## SELECTION
-*-*-

Butte County fire survivors say emergency notifications are falling short
On the night of Sept. 8, 2020, Donnie Boeger broke into his 83-year-old neighbor’s home, yelling at her to wake up.
“You know how freaky that makes a guy feel?” Boeger recounted nearly a year later. “She freaked out. I mean, ‘Wake up right now! You gotta go!’”
The Bear Fire — later known as the North Complex — was barreling down on Boeger, his neighbor and everyone else that lived in the Butte County community of Berry Creek that night. The local sheriff’s office had been issuing emergency alerts for hours, but Boeger said he and his girlfriend never received one.
“I knew it was coming because the ash, and the heat, and the wind. But no one come and told me, no one called me, no one drove up my road,” Boeger said. “We went door to door knocking on people’s doors and honking.”

-*-*-

## GIVEN INFORMATION
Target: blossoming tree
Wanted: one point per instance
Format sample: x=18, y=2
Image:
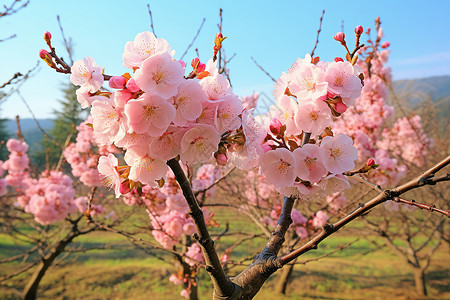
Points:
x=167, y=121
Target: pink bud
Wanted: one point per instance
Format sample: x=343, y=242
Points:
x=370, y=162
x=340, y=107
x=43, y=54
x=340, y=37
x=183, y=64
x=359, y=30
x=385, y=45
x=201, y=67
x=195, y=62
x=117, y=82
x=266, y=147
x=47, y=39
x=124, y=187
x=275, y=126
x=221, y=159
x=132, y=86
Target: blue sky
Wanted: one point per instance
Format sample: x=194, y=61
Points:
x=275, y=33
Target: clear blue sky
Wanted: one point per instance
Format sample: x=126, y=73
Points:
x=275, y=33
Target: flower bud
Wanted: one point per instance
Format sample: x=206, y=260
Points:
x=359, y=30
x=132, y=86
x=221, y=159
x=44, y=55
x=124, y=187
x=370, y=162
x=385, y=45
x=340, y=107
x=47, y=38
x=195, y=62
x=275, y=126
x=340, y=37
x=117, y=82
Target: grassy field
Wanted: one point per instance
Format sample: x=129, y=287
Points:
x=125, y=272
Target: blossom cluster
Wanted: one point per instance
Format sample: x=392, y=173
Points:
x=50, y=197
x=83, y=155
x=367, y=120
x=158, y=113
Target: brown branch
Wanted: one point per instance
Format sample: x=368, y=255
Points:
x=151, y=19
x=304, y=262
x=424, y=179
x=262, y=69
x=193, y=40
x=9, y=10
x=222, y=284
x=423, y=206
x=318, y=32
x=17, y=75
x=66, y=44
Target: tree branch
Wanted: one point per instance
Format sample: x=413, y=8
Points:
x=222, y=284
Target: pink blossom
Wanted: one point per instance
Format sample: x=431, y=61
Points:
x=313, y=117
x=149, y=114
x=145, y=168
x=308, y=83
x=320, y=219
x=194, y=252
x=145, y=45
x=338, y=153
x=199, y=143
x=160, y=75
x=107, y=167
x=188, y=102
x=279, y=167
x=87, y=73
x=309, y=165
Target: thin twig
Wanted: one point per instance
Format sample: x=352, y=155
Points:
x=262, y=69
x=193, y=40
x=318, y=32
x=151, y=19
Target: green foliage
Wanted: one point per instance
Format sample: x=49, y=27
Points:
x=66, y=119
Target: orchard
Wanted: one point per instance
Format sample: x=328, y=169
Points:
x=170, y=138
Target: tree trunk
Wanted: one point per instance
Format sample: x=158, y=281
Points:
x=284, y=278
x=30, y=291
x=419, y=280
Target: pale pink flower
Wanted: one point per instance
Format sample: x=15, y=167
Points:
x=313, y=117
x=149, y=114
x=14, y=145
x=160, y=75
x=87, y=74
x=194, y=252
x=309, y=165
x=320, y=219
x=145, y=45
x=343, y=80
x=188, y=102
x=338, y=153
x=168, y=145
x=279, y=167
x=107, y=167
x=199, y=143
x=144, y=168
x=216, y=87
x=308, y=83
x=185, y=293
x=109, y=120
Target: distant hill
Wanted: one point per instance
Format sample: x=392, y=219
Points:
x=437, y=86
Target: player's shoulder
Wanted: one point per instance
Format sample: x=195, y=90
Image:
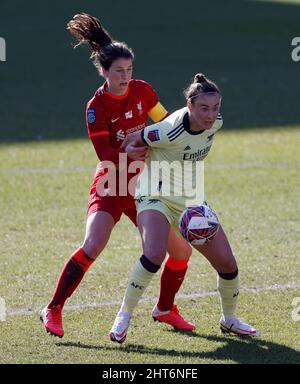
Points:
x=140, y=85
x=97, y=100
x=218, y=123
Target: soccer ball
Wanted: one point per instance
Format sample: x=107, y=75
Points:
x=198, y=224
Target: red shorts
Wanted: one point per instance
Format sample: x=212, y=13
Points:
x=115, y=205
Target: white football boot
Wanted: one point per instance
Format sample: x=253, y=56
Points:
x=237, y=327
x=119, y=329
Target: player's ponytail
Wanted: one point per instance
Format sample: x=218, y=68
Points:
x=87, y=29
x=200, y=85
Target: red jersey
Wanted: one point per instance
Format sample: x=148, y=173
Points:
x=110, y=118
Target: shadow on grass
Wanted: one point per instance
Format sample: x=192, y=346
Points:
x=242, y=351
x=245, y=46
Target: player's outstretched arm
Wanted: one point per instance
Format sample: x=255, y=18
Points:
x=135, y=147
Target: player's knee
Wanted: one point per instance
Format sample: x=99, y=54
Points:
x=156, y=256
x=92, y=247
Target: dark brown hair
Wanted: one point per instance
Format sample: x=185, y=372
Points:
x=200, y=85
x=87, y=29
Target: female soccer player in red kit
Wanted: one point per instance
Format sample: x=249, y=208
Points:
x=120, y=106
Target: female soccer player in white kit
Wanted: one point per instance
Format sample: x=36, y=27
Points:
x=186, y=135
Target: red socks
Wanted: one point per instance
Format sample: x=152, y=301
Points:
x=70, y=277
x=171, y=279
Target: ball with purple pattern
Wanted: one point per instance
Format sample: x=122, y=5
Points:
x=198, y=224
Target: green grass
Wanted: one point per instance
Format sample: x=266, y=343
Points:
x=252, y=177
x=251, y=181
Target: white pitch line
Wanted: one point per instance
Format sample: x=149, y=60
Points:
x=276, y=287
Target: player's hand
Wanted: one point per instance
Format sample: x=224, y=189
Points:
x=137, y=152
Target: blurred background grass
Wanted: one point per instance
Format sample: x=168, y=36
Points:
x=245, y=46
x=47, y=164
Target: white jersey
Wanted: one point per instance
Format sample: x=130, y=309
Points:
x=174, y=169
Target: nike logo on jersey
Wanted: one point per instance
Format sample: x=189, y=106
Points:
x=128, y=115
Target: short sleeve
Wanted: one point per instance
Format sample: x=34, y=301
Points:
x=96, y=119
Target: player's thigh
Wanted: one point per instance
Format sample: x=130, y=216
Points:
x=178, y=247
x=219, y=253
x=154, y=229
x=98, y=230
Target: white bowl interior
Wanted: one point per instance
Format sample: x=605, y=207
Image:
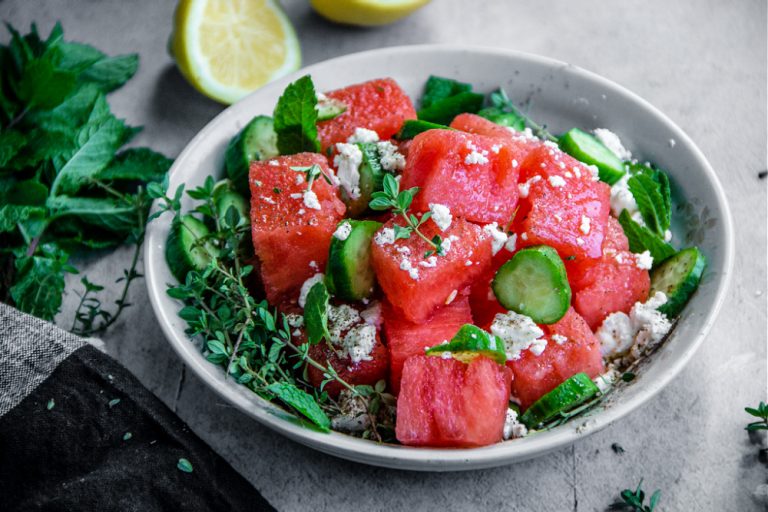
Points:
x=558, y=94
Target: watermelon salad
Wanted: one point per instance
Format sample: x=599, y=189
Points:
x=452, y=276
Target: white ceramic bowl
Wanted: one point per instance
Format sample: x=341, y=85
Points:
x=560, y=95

-*-*-

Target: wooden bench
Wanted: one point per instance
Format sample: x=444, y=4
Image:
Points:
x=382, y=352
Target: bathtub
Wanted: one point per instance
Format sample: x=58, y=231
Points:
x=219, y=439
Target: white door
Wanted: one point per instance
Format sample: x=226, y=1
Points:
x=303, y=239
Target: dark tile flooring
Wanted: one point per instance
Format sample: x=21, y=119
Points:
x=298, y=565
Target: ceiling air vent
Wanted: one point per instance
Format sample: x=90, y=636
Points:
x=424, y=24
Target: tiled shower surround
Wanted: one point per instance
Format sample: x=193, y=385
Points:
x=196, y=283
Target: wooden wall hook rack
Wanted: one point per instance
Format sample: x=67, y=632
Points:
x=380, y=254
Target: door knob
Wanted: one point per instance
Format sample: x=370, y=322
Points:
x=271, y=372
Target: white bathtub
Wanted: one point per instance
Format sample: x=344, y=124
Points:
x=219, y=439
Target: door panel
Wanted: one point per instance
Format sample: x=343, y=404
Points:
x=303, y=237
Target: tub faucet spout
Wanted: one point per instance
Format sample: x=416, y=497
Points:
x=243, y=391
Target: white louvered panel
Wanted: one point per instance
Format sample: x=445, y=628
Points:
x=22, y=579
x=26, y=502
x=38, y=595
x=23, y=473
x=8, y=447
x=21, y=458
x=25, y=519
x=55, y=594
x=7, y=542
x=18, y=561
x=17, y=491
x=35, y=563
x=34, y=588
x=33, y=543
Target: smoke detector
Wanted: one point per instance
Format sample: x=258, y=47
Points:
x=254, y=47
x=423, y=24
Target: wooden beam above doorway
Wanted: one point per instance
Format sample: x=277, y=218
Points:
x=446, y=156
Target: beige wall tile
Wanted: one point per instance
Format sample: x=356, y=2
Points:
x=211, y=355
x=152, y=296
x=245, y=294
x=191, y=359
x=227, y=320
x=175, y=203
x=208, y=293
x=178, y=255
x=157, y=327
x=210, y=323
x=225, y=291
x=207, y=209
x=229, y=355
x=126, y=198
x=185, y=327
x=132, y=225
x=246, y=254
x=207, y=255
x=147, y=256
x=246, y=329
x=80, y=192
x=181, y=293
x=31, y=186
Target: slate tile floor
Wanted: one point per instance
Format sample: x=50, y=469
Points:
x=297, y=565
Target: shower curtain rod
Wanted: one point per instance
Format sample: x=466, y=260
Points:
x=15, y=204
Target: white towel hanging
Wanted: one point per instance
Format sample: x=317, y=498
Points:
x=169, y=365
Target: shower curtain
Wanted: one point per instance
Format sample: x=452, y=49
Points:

-*-*-

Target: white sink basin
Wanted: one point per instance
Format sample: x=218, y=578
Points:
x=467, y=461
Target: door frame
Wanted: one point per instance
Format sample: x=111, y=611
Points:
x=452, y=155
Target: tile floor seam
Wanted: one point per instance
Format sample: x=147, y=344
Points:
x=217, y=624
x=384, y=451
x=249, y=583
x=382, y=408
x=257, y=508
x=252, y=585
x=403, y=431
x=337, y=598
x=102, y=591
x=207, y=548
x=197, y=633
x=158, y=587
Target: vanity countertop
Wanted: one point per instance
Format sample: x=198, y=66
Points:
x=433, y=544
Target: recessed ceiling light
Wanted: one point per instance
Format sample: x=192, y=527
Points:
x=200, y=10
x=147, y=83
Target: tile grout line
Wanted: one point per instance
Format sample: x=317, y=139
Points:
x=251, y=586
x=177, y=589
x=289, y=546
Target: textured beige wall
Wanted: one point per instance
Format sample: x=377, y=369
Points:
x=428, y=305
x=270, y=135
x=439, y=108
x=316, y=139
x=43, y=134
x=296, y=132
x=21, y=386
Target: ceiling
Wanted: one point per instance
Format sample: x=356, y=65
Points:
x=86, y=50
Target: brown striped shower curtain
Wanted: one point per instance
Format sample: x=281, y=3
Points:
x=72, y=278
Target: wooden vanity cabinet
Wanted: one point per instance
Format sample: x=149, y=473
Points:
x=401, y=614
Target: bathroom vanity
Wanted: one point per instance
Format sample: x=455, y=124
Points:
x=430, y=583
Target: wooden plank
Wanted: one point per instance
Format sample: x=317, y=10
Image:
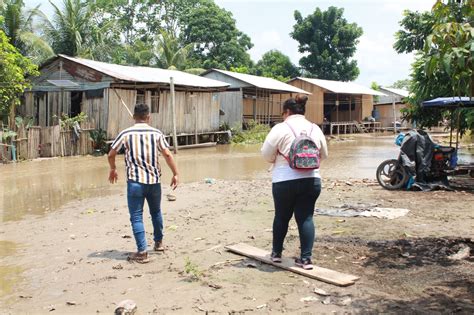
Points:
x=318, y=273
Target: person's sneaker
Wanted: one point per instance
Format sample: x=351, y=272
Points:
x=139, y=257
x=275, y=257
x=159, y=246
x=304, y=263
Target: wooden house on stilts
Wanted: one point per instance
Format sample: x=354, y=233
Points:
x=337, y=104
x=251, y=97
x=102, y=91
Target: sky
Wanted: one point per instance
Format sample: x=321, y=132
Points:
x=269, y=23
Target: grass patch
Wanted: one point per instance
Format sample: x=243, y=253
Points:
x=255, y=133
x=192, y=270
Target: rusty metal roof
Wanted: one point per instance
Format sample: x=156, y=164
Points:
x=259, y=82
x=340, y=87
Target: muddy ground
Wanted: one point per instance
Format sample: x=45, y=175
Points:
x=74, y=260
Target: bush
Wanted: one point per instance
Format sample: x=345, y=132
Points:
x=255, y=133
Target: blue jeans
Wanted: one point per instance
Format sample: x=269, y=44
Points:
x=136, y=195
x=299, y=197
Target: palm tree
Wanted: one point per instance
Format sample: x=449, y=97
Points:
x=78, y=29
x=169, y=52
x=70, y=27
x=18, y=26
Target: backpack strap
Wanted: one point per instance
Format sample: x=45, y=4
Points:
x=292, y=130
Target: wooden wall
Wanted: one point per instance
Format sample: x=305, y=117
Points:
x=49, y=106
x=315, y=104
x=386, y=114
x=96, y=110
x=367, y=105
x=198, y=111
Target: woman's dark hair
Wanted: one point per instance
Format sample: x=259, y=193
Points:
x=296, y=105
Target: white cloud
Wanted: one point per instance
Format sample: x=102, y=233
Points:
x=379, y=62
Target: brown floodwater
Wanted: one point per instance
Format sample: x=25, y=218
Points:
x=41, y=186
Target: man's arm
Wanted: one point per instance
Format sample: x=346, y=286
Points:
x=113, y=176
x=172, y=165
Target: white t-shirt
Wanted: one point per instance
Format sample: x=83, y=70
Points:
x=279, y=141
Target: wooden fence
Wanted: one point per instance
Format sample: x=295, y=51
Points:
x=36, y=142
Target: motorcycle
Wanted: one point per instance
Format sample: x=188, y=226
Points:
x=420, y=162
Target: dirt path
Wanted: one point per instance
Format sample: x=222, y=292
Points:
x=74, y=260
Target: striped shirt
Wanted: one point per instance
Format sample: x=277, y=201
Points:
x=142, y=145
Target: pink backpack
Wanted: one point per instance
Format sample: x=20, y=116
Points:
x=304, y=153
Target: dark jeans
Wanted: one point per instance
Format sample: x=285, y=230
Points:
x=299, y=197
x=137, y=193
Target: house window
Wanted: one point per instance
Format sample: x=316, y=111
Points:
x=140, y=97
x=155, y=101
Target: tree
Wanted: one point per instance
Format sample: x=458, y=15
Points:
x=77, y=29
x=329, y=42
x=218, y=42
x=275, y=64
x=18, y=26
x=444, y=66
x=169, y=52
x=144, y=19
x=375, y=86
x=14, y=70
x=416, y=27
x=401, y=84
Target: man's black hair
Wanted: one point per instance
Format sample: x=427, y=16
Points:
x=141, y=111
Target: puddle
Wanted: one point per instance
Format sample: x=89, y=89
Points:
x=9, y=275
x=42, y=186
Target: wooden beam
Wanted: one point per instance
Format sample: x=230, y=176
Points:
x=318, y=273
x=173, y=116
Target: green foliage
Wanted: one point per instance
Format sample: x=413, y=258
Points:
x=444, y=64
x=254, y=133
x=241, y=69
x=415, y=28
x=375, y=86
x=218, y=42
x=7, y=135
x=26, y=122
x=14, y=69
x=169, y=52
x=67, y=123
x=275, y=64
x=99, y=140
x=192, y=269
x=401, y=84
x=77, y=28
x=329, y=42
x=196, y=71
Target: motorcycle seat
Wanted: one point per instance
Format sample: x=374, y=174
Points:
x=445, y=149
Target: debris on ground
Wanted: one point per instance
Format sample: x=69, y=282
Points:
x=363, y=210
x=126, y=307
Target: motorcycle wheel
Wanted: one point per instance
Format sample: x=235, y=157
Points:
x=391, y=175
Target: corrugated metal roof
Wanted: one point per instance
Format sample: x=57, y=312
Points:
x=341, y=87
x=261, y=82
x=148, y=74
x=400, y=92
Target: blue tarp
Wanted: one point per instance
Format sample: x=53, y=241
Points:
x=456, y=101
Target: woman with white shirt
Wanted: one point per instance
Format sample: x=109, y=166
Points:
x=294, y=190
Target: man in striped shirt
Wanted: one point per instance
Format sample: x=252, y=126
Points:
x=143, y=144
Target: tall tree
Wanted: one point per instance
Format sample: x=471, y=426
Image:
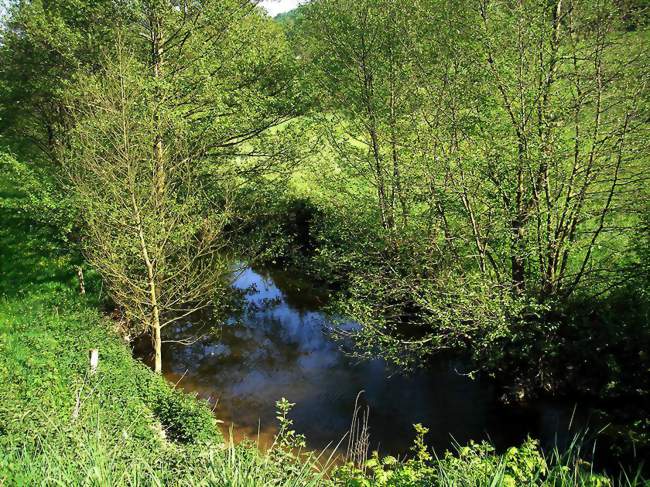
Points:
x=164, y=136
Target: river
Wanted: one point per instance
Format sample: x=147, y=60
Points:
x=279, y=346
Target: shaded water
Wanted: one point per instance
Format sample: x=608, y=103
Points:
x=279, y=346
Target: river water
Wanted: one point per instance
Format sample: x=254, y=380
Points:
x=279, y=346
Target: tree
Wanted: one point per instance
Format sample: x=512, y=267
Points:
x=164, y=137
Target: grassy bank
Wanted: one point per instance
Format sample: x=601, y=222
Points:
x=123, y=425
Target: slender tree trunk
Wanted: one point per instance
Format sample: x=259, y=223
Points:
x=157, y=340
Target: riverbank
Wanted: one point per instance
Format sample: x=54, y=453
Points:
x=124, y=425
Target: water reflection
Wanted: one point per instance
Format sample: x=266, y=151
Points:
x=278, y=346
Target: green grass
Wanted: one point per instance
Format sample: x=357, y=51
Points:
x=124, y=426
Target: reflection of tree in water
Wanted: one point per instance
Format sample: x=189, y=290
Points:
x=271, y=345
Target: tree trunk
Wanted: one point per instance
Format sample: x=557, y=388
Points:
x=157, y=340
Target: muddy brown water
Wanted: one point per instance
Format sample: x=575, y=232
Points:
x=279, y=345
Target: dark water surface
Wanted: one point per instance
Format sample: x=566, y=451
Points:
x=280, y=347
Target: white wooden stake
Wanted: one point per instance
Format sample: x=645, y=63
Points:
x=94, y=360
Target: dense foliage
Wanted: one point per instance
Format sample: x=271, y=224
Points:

-*-*-

## TASK
Transcribe, word for word, the part of the Butte County fire article that opens with the words containing "The Bear Fire" and closes with "never received one.".

## WORKED SOLUTION
The Bear Fire — later known as the North Complex — was barreling down on Boeger, his neighbor and everyone else that lived in the Butte County community of Berry Creek that night. The local sheriff’s office had been issuing emergency alerts for hours, but Boeger said he and his girlfriend never received one.